Repeat the material exactly, leaving nothing out.

* begin Provided records *

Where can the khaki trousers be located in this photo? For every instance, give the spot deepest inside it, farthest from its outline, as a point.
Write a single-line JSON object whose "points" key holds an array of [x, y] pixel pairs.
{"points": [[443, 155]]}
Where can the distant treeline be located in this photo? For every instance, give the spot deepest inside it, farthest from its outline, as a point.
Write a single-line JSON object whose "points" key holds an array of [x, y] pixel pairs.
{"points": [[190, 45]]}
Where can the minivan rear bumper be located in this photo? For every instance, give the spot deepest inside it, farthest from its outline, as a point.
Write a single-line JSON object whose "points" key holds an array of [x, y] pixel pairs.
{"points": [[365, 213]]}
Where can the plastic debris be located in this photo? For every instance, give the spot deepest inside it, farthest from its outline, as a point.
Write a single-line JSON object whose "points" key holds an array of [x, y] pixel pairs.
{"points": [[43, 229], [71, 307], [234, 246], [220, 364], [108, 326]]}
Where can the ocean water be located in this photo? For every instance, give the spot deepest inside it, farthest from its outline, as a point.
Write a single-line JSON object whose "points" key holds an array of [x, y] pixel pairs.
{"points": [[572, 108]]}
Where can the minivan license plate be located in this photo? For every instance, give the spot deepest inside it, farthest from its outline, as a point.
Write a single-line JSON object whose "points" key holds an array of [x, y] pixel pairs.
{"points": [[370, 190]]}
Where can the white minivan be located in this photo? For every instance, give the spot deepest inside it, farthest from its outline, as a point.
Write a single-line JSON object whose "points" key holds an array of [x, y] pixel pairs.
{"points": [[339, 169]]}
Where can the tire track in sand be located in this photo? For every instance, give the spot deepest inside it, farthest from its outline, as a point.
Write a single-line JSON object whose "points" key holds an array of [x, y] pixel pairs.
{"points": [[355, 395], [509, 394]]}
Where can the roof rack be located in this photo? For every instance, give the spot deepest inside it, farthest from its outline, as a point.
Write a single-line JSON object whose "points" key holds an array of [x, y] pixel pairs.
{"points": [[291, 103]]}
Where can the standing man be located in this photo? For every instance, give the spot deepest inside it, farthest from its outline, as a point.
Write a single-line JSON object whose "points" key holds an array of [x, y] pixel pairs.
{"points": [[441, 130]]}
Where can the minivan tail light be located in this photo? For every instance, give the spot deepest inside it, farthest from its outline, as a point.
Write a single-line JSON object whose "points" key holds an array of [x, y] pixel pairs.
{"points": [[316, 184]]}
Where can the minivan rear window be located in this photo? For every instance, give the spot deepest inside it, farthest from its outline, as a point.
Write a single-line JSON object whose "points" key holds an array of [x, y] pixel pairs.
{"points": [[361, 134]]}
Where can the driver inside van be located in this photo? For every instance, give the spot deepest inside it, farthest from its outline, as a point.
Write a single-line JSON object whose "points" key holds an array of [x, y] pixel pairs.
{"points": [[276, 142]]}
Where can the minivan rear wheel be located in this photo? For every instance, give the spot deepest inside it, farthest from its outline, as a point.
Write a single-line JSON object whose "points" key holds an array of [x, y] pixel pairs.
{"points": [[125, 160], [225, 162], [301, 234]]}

* end Provided records *

(Answer):
Where can the khaki trousers be located in this photo? For every instance, give the spot deepest inside it, farthest from its outline, as a point.
Write a single-line JSON object whose "points" key holds an array of [x, y] pixel pairs.
{"points": [[443, 155]]}
Where can the distant treeline be located in this photo? For every instance, give the spot deepest inside it, farthest from its outline, as a point.
Write a single-line JSON object whose "points" key holds an array of [x, y] pixel pairs.
{"points": [[190, 45]]}
Where can the minivan rear bumper be located in this photo? For every instance, give the spot deepest inside it, farthest from its outline, as a point.
Write a single-line JSON object whose "points" key holds an array of [x, y] pixel pairs.
{"points": [[365, 213]]}
Where can the plastic debris be located in this photo? For every instance, give the spot deepest inside it, farthest from its outline, as a point.
Write a single-line JSON object whose "points" key holds an array of [x, y] pixel pairs.
{"points": [[43, 229], [71, 307], [234, 246], [220, 364], [108, 326]]}
Where can the ocean water be located in this photo? For every instance, give the spot deepest inside it, farthest from its outline, as a point.
Write a single-line JSON object whose "points" key holds an array of [x, y] pixel pairs.
{"points": [[572, 108]]}
Where can the minivan license plate be located in this photo? For every instance, give the spot deepest inside it, farthest from its outline, as a point.
Write a single-line JSON object whose "points" key holds an array of [x, y] pixel pairs.
{"points": [[370, 190]]}
Where can the white minivan be located in this photo? For every instance, give the spot deepest inside it, farthest from its outline, as a point.
Write a single-line JSON object whose "points" key holds an array of [x, y] pixel pairs.
{"points": [[339, 169]]}
Where can the tire track in sand be located in this photo? For every instance, give the spot deepest inside it, farthest from its outline, as a point.
Write a single-line JSON object whose "points" key holds an array of [x, y] pixel pairs.
{"points": [[355, 395], [509, 394]]}
Where can the roof rack be located in this photo? For every instance, give the spot deepest inside it, farthest from its outline, as a point.
Write a single-line JSON object whose "points" key holds an array of [x, y] pixel pairs.
{"points": [[291, 103]]}
Where can the standing man be located in this photo? For every instance, give the spot deepest inside it, farthest from its outline, as a point.
Write a single-line JSON object whose "points" key holds an array of [x, y] pixel pairs.
{"points": [[441, 130]]}
Where can the minivan tail light be located in this photo? For every instance, give the spot deepest inside it, farthest from its outline, as a point.
Write a single-line JSON object whose "points" key holds an array of [x, y] pixel pairs.
{"points": [[316, 184]]}
Where can the minivan rear window be located in this photo? For every instance, give the spot deepest inside it, farthest from its outline, as a point.
Write a single-line JSON object whose "points" key holds an array of [x, y] pixel pairs.
{"points": [[361, 134]]}
Where can the driver inside van be located in this photo? For every instance, give the spot deepest inside it, farthest from its outline, as a point.
Write a single-line JSON object whose "points" key holds an array of [x, y] pixel pairs.
{"points": [[276, 142]]}
Where can the minivan rear wheel be located in this photo? For every instance, give the spot deepest inside it, farthest from its outline, as a point.
Write a single-line JSON object whose "points" key holds an array of [x, y] pixel pairs.
{"points": [[125, 160], [225, 162], [301, 234]]}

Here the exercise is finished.